[Request]
Quote the AWS API post word for word from "Back in 2009, that" to "replacement power unit.".

[Page text]
◆ ◆ ◆ ◆
How AWS dumps the mental burden of inconsistent APIs on developers

Years ago, I founded a company that built iPhone apps. And those apps needed web services.

Back in 2009, that meant you ordered rack-mounted servers at Dell, carried them into your local data center for colocation, and managed them by hand or through automation tools like Ansible. I vividly remember spending nights restoring crashed servers and scouring web shops for the right kind of replacement power unit.

Then I was introduced to AWS.

I was blown away by its pervasive infrastructure-as-code mindset. Suddenly, spinning up a server was an API call. Restoring a backup was an API call. Deploying a new subnet was … well, you get the point. My software developer brain was overjoyed.

I’m still a big fan of infrastructure-as-code and Amazon’s API mandate. However, my relationship with AWS APIs has soured a bit. Years of intensive interaction have brought to the surface some details I wasn’t aware of when I started out. And one of those details has become supremely annoying: inconsistent APIs.

How inconsistency hurts developers — and the bottom line

Why bother ranting about inconsistent APIs? Why not accept them the way they are, read the docs, write the tests, and implement the APIs as they come?

It comes down to the developer experience. As a developer, I want to focus on the business problem I’m working to solve. That means everything else needs to operate without taking up conscious thought. I want my OS and IDE to be predictable, so they don’t get in my way. I want my keyboard shortcuts to always work, so I can blindly and efficiently write my code. And I want my APIs to be consistent, so I can build muscle memory to seamlessly integrate them.

If I need to look up the docs for every single API, or even just feel like I might have to look them up, it detracts from my actual work: solving business problems.

Inconsistent APIs cost more time to implement, and they increase the mental load on developers. But they might also reduce the quality of the applications using them. Worst case scenario, this can lead to a bug in production, with serious time and effort required to fix it. And that cost adds up.

Calling every single API reveals inconsistency in every layer

For a recent project, I collected a daily snapshot of every resource in every AWS account in my AWS Organization. Existing services like Config, Cost and Usage Reports, and Resource Groups don’t have full coverage (this frustrating fact is worthy of a blog post of its own). To collect my resources, I built a state machine that looped over all APIs and called every List and Describe API. I thought I’d get a consistently structured body of responses. Boy, was I wrong.
◆ ◆ ◆ ◆
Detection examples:
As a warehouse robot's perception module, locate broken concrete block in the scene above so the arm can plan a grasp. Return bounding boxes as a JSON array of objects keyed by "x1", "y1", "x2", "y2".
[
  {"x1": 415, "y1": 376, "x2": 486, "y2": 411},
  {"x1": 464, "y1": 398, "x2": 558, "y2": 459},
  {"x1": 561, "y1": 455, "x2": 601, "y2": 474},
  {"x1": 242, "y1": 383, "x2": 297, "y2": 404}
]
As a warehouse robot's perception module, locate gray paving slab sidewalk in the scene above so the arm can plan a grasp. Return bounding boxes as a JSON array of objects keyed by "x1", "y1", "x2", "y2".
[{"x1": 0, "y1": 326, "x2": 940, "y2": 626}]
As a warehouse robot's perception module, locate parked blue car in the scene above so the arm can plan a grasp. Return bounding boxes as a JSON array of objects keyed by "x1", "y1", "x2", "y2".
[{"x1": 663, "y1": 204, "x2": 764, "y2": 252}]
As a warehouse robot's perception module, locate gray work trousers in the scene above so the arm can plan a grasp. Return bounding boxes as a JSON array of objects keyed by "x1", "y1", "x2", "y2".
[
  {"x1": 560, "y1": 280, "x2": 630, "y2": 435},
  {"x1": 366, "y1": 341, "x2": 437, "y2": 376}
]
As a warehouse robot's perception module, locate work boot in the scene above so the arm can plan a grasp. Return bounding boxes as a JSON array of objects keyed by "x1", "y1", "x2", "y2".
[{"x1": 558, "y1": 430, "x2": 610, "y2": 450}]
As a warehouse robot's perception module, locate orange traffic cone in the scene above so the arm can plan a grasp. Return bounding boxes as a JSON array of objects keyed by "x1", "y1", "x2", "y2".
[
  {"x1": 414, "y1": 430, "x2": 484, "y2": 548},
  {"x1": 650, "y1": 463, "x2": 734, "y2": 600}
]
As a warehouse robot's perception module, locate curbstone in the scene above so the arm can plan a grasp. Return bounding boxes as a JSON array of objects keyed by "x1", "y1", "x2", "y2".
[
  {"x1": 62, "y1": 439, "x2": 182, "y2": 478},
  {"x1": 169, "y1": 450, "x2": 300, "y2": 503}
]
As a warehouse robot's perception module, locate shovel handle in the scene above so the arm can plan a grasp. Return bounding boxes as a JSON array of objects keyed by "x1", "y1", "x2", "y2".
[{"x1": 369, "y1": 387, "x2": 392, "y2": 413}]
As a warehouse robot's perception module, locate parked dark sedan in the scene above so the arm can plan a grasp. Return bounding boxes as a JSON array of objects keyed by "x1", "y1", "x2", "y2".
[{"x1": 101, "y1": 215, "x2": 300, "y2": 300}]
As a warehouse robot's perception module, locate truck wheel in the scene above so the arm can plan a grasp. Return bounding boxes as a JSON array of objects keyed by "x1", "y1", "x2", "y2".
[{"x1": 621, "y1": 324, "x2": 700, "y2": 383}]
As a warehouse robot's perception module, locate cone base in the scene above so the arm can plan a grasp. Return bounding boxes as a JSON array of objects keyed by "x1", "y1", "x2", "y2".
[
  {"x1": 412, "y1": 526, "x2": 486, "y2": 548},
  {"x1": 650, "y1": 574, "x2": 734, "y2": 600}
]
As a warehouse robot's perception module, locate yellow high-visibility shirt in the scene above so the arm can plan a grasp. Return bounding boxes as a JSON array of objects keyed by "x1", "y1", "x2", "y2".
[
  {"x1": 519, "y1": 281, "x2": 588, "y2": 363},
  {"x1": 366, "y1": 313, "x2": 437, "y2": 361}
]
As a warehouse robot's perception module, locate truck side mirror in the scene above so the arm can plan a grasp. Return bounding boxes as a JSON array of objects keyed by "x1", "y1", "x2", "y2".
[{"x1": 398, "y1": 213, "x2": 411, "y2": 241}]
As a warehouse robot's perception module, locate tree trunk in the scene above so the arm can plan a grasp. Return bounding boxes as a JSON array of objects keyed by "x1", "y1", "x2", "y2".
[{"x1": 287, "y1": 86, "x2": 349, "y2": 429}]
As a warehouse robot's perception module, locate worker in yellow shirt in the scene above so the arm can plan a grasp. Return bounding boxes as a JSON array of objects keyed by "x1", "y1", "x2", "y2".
◆ ◆ ◆ ◆
[Task result]
Back in 2009, that meant you ordered rack-mounted servers at Dell, carried them into your local data center for colocation, and managed them by hand or through automation tools like Ansible. I vividly remember spending nights restoring crashed servers and scouring web shops for the right kind of replacement power unit.